Task description
Could you format every line of the rows below as a JSON list of strings, one string per line, with blank lines left out?

## Begin Material provided

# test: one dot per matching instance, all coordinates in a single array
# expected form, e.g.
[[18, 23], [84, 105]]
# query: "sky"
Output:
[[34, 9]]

## End Material provided

The solution
[
  "# test: one dot per matching instance, all coordinates in a single array",
  "# expected form, e.g.",
  "[[18, 23], [84, 105]]",
  "# query: \"sky\"",
  "Output:",
  "[[34, 9]]"
]